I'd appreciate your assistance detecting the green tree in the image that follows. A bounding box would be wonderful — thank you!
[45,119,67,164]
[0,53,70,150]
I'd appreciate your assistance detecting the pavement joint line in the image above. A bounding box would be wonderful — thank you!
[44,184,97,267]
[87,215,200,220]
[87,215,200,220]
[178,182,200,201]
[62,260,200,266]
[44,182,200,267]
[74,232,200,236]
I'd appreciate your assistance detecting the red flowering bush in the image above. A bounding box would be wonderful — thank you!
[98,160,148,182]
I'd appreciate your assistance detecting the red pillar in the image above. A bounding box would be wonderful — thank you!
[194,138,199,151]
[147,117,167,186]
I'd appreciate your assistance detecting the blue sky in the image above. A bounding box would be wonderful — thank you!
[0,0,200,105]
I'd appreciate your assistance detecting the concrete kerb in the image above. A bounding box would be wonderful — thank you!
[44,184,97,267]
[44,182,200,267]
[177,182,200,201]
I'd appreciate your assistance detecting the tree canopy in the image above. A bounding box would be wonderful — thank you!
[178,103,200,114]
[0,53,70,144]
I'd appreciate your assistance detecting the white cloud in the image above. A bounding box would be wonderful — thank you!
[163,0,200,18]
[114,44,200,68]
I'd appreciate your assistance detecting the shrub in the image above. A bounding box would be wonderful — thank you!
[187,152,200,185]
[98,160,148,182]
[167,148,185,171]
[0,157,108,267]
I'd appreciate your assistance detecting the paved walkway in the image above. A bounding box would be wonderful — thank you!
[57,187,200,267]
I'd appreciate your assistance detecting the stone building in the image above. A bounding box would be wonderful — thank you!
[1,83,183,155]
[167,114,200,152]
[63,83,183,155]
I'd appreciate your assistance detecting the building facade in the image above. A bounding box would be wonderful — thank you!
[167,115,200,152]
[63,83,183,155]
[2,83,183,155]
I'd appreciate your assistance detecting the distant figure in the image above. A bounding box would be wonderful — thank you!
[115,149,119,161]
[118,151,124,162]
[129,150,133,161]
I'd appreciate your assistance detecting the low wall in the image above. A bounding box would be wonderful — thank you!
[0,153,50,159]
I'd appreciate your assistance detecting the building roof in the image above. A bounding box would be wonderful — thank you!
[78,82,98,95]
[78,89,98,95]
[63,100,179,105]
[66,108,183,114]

- - - -

- OBJECTIVE -
Please copy only the lines above from the line with "I'd appreciate your assistance detecting the tree" to the line with "[0,157,108,267]", both ends included, keeping each request unchanged and scaling every bounding box coordinate in the answers by 2.4. Round each scaled coordinate to a whole number, with halves rounded up.

- ANSWER -
I'd appreciate your assistance detecting the tree canopy in the image above. A bounding box would be wonderful — thank you!
[427,247,480,274]
[0,127,168,346]
I'd appreciate your assistance detecting the white cloud in the image above. A bounding box would be wonderful — thank you!
[391,0,480,43]
[274,106,480,163]
I'd appreciate your assistance detecting the shrub in the image above. A bounding box would be wonderful — thank you!
[449,365,480,444]
[235,384,355,437]
[401,355,444,410]
[0,377,259,641]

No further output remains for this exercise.